* [Set task] Reproduce every entry in the listing without alteration.

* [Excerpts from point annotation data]
— START —

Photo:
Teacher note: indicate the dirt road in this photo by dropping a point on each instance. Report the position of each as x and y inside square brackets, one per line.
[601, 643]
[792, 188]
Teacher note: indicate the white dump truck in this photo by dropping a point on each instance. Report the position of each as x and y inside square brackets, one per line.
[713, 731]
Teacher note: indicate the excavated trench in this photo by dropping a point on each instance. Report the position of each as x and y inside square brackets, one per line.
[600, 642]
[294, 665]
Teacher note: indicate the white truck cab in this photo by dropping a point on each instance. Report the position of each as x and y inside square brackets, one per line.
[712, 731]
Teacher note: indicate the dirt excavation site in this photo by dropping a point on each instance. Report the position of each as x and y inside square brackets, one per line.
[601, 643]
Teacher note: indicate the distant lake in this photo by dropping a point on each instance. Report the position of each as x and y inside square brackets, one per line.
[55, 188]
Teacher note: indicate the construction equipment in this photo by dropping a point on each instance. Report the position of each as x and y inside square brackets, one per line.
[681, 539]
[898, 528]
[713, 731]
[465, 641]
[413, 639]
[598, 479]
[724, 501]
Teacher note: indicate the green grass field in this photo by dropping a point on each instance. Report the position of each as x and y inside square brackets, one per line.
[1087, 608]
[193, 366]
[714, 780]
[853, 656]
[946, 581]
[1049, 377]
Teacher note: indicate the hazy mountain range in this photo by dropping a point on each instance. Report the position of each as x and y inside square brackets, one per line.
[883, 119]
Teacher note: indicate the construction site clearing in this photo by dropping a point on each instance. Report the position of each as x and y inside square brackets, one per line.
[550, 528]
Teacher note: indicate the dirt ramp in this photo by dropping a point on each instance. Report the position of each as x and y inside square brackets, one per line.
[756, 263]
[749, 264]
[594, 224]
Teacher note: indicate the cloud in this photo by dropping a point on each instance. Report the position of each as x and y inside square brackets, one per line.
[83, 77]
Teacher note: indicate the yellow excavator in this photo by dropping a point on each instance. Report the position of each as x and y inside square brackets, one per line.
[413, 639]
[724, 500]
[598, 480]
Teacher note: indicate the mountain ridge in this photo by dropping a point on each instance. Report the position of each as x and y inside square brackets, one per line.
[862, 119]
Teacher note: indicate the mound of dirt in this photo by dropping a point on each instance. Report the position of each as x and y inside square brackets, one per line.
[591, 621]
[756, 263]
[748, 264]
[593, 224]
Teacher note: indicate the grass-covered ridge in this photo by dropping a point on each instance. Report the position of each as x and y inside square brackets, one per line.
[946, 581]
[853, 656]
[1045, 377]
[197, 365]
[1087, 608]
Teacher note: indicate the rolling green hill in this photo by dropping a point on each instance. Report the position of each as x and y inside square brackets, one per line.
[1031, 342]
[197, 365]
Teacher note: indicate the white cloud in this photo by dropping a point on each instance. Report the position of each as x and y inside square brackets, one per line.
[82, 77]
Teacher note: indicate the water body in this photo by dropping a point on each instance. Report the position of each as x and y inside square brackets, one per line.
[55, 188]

— END —

* [Result of this task]
Photo:
Teacher note: indicate the dirt road in this photo by dropping a point on each instance. Report the position of each as x and y inside square brackets, one per line.
[601, 643]
[792, 188]
Teacher note: indicate the white dump truck in this photo by dropping a point on each instance. Report the position of each as x and y inside square brackets, one per line.
[713, 731]
Teacher note: indicate the excavated trench in this photo by dropping a point on each instance. Report the position of each as x and y inside square brackets, one per line.
[600, 642]
[294, 665]
Teacher note: indicate the white truck cab in this photo by dropping a point on each instance. Report the position of each as x and y inside square brackets, one per line.
[712, 731]
Teacher note: indicate the dirt excavation site in this photo by dropping a point on each instance. Report the position of each as x and y inside square brackets, one per line.
[601, 643]
Teacher note: indicate the distant lake in this photo by dropping a point on each instance. Report the position of each as x and y inside square brackets, one per line.
[55, 188]
Teacher note: indicate the construction equipment in this photo by dropping a point on each instance. Report the position of each as x and y inside square brackets, one per line.
[681, 539]
[898, 528]
[713, 731]
[465, 641]
[413, 639]
[598, 479]
[724, 501]
Teacher note: indicate the green grass field in this photo by dropping a point on each instance. Report the position of each as x and y inside square brackets, one per line.
[1087, 608]
[193, 366]
[714, 780]
[853, 656]
[946, 581]
[1049, 377]
Teacher note: indicate the hazy mountain range in this photo by dropping a point on each instance. Report the position of each as x and y inside square brackets, one per line.
[883, 119]
Teacher note: indicate the construction site clearing in this photo by dropping a point on each instance. Report the position of each as x and y inside square brackets, one per line.
[550, 528]
Teacher note: indicate the dirt ramp in this photo by dropping a point on each instance. Report the position of each as x and y inside square brackets, one per line.
[756, 263]
[749, 264]
[594, 224]
Teacher note: indicate the cloud in this photo by dropping a point on each instance. Report the position of each as x and y inside square brackets, one per line.
[83, 77]
Teacher note: indicate the yellow excavator in this photo by dropping a point on each instance. Report the position of each as x and y inside square brackets, one per line.
[413, 639]
[724, 500]
[598, 480]
Teacher note: indicate the mountain ridge in this photo by dropping a point on each instance. Report the position of each as x and y inside square brackets, one per line.
[862, 119]
Teacher note: indicate the mound of dirt in this photo by dropping a point on each instance. Report the position of each as x and y inside square brackets, one per line.
[591, 621]
[756, 263]
[748, 264]
[593, 224]
Teacher note: indicate the grass-covered ridge in this photo by dropping a point on each instance. Report the position of each as x and y inside square brackets, one per line.
[946, 581]
[853, 656]
[1045, 377]
[197, 365]
[1087, 608]
Teacher note: indicate the rolling green hill in this photo by dropping a point on each instance. Report the position of each as x and y inside square brackets, one per line.
[1031, 342]
[197, 365]
Teacher note: indicate the white cloud in this photo by dropping a point on each instance. Report the position of each as x and y inside square brackets, one per line.
[82, 77]
Teacher note: indicate the water body in this photo by dropping a point on each instance. Report the position of each as x and y inside square brackets, one per line.
[55, 188]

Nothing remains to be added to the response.